• **Task directions**:
Please return all the entries below as a numbered list, skipping any blank lines. Leave the pictures out of your answer.

• **Data shown**:
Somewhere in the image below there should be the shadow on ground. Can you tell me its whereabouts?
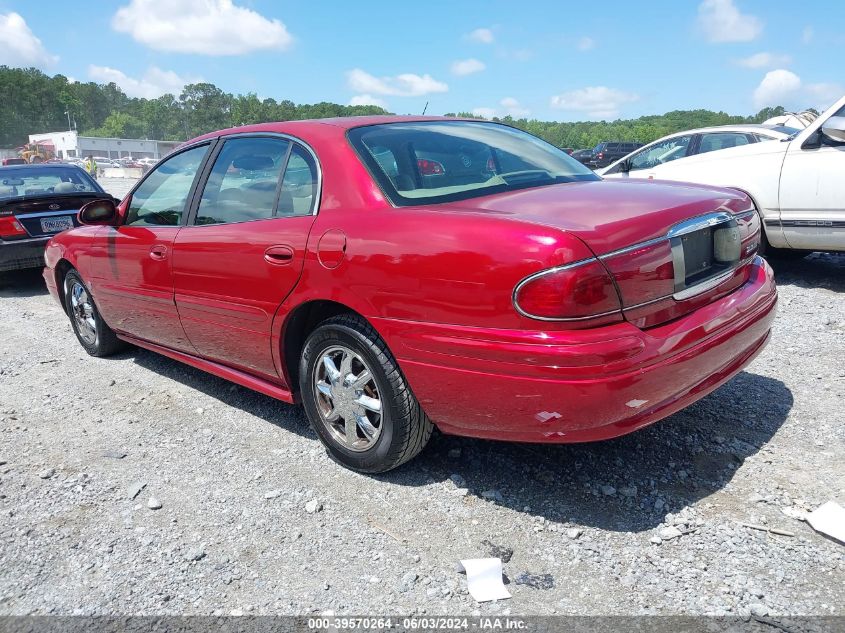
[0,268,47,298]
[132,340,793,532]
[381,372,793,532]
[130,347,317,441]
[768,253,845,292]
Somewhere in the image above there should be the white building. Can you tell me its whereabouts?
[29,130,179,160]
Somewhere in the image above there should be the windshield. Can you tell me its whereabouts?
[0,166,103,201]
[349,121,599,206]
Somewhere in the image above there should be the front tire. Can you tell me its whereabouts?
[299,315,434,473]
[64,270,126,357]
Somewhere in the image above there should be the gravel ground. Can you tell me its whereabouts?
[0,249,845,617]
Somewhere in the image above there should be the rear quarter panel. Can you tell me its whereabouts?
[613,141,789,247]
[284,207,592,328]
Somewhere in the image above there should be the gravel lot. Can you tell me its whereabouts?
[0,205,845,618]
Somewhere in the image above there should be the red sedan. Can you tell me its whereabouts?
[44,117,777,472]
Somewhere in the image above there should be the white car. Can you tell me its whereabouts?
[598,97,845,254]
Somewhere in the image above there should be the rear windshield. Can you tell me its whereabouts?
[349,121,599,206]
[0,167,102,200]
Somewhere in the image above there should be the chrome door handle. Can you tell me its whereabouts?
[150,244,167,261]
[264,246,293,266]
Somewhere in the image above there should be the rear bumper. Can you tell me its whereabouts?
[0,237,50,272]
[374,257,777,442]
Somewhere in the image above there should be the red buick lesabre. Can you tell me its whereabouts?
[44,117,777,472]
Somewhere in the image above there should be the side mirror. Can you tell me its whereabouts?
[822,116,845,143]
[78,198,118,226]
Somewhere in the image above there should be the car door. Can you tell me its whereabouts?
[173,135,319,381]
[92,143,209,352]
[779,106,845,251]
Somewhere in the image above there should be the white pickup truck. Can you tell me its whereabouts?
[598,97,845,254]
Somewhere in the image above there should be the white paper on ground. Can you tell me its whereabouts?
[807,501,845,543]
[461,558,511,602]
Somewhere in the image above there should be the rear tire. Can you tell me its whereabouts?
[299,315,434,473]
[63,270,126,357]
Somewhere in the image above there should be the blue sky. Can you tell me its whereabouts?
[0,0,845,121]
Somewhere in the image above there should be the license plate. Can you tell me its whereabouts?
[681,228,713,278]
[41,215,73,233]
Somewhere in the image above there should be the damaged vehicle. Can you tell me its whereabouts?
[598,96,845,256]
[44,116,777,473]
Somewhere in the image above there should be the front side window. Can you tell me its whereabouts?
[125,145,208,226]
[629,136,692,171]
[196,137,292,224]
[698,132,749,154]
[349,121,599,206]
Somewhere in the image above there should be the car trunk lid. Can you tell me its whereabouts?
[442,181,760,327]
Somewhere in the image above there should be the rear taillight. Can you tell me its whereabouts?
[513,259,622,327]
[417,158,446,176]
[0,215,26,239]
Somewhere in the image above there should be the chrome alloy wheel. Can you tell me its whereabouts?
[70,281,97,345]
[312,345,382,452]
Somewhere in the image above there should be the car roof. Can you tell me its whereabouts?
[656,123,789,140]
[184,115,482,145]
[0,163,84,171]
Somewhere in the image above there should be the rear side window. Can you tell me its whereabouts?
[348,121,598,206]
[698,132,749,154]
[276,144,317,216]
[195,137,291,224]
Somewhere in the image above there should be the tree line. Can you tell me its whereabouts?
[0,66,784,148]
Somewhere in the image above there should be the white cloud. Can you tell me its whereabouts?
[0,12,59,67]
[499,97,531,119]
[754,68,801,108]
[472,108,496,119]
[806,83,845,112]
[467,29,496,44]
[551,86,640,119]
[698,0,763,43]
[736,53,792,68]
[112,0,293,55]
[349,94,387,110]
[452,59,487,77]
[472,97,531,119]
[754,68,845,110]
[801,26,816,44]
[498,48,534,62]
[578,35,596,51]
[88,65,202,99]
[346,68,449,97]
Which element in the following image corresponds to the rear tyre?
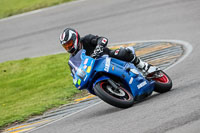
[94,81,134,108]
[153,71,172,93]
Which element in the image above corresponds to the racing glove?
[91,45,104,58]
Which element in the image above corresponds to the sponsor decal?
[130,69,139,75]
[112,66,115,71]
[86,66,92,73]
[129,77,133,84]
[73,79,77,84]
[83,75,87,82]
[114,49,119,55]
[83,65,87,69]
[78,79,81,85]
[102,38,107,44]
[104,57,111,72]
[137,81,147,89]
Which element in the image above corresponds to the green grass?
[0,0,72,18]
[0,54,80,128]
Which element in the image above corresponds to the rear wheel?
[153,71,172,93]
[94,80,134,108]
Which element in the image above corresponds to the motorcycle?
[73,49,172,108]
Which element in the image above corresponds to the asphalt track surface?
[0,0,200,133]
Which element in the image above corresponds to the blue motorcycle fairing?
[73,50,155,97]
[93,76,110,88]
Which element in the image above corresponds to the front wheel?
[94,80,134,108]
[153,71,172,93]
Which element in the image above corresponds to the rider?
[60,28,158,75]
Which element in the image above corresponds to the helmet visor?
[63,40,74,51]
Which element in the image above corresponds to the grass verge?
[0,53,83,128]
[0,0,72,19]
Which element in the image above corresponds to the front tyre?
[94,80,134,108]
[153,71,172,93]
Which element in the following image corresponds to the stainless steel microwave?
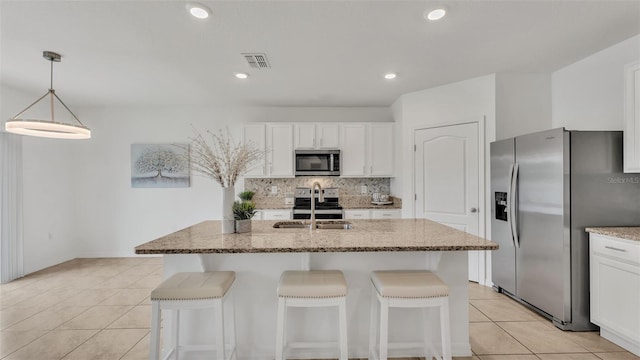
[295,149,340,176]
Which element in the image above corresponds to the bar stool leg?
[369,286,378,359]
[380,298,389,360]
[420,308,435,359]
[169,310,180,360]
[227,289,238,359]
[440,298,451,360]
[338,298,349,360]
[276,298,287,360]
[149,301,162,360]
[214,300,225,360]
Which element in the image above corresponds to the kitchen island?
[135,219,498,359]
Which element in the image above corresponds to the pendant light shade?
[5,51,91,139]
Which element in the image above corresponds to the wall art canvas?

• **Reply**:
1. Somewhere in the image below there should be the shadow on ground. Can you tell me its whereabouts?
2. [0,268,47,298]
3. [132,340,793,532]
4. [381,372,793,532]
5. [130,347,317,441]
6. [768,253,845,292]
7. Somewhere in the image above there should be the white building. Can you tell me its whereabouts?
8. [29,130,179,160]
9. Somewhere in the image above there should be the windshield. Can you tell me its whereabouts?
10. [0,166,103,201]
11. [349,121,599,206]
12. Somewhere in the image above there should be the front tire. Can you tell me its whereabouts?
13. [299,315,434,473]
14. [64,270,126,357]
15. Somewhere in the image above there should be the gravel ground. Can you tell me its whereabouts?
16. [0,249,845,617]
17. Somewhere in the image above there should be the rear quarter panel. Can you tell me its whereabouts?
18. [613,141,789,247]
19. [284,207,592,328]
20. Somewhere in the image above there should be the gravel lot. Can you tell me its whereabouts?
21. [0,205,845,618]
22. Somewhere in the image above there should be the red sedan. Can you tell me its whereabouts?
23. [44,117,777,472]
24. Somewhere in the image above there should be the white car. Can you tell me its whereabouts?
25. [598,97,845,254]
26. Somewhere in the image above there should be the rear windshield. Can you tell me its whereabouts?
27. [349,121,599,206]
28. [0,167,102,200]
29. Somewhere in the image above there should be the chrome door handle. Can you tell me its whereabouts?
30. [150,244,167,261]
31. [264,246,293,266]
32. Somewhere in the image above there should be the rear bumper. Can you tell me its whereabouts?
33. [0,237,50,272]
34. [374,257,777,442]
35. Somewhere in the image above there should be the red buick lesabre. Can you tell me its whereabouts?
36. [44,117,777,472]
37. Somewhere in the image above there should be the side mirror. Can you tell me its whereabouts?
38. [822,116,845,143]
39. [78,198,118,226]
40. Somewhere in the image above there should be the car door. Can you tell me its whereabouts?
41. [173,135,319,381]
42. [92,143,209,352]
43. [779,106,845,251]
44. Somewhere in the image above there should be the white pickup truck. Can you tell me its whereabouts?
45. [598,97,845,254]
46. Somewhere in the image above there should be the white paper on ground. Can you tell me its whereabouts?
47. [807,501,845,543]
48. [461,558,511,602]
49. Somewhere in the image above there should be the rear tire. Can you tell me its whereabouts?
50. [299,315,434,473]
51. [63,270,126,357]
52. Somewhere in the image above there should be the blue sky. Can you tell me its whereabouts?
53. [0,0,845,121]
54. Somewhere in the image above there should be the license plate. Can you tell me its whereabouts?
55. [681,228,713,278]
56. [41,215,73,233]
57. Somewhere in the image above there should be the damaged vehicle. Can you tell me its whereabouts?
58. [598,96,845,256]
59. [44,116,777,473]
60. Somewhere in the image above there should be the front side window. Can you tell me its whereabouts?
61. [125,145,208,226]
62. [629,136,692,171]
63. [196,137,292,224]
64. [698,132,749,154]
65. [349,121,599,206]
66. Somewhere in the image above there should be the car trunk lid. Can you tell me its whereabouts?
67. [442,181,760,327]
68. Somewhere in the image above there should be the rear taillight. Can you tell me its whereabouts?
69. [513,259,622,327]
70. [417,158,446,176]
71. [0,215,26,239]
72. Somewhere in the image above there should be the chrome alloy wheel. Can you tell me its whereabouts?
73. [70,281,97,345]
74. [312,345,382,452]
75. Somewhere in the image above there should be the car roof. Can you tell me its whereabouts?
76. [656,123,789,140]
77. [184,115,482,145]
78. [0,163,84,171]
79. Somewhere in the image above there should be the rear side window. Can you tell me its whereabouts?
80. [348,121,598,206]
81. [698,132,749,154]
82. [276,144,317,216]
83. [195,137,291,224]
84. Somewhere in the image above there should be the tree line. Can you tell me its whereabouts?
85. [0,66,784,148]
86. Somewhere in the image above there should be the white cloud. Can you tell me its whereabouts?
87. [0,12,59,67]
88. [499,97,531,119]
89. [754,68,801,108]
90. [472,108,496,119]
91. [806,83,845,112]
92. [467,29,496,44]
93. [551,86,640,119]
94. [698,0,763,43]
95. [736,53,792,68]
96. [112,0,293,55]
97. [349,94,387,110]
98. [452,59,487,77]
99. [472,97,531,119]
100. [754,68,845,110]
101. [801,26,816,44]
102. [498,48,534,62]
103. [578,35,596,51]
104. [88,65,202,99]
105. [346,68,449,97]
106. Which element in the following image corresponds to the rear tyre?
107. [94,81,134,108]
108. [153,71,172,93]
109. Which element in the image above corresponds to the racing glove?
110. [91,45,104,58]
111. Which element in the image above corresponds to the sponsor decal?
112. [130,69,139,75]
113. [112,66,115,71]
114. [86,66,92,73]
115. [129,77,133,84]
116. [73,79,77,84]
117. [83,75,87,82]
118. [114,49,119,55]
119. [83,65,87,69]
120. [78,79,81,85]
121. [102,38,107,44]
122. [104,57,111,72]
123. [137,81,147,89]
124. Which element in the image above corresponds to the green grass?
125. [0,0,72,18]
126. [0,54,80,128]
127. Which element in the image above corresponds to the rear wheel?
128. [153,71,172,93]
129. [94,80,134,108]
130. Which element in the image above corresponds to the motorcycle?
131. [73,49,172,108]
132. Which element in the image above corresponds to the asphalt track surface?
133. [0,0,200,133]
134. Which element in the image above corresponds to the blue motorcycle fairing?
135. [73,50,155,97]
136. [93,76,110,88]
137. Which element in the image above corresponds to the front wheel?
138. [94,80,134,108]
139. [153,71,172,93]
140. Which element in the image above corresponds to the rider?
141. [60,28,158,75]
142. Which element in the image above corresponds to the helmet visor?
143. [63,40,74,51]
144. Which element in the image above corresponds to the grass verge?
145. [0,53,83,128]
146. [0,0,72,19]
147. Which element in the image above corresponds to the front tyre?
148. [94,80,134,108]
149. [153,71,172,93]
150. Which element in the following image corresponds to the stainless steel microwave?
151. [295,149,340,176]
152. Which element in the image above corresponds to the bar stool leg?
153. [369,286,378,359]
154. [380,298,389,360]
155. [420,308,435,359]
156. [169,310,180,360]
157. [227,289,238,359]
158. [440,298,451,360]
159. [338,298,349,360]
160. [276,298,287,360]
161. [149,301,162,360]
162. [214,300,225,360]
163. Which element in the image above corresponds to the kitchen island?
164. [135,219,498,359]
165. Which element in the image above corresponds to the pendant light shade?
166. [5,51,91,139]
167. Which element in the image above corresponds to the wall art canvas?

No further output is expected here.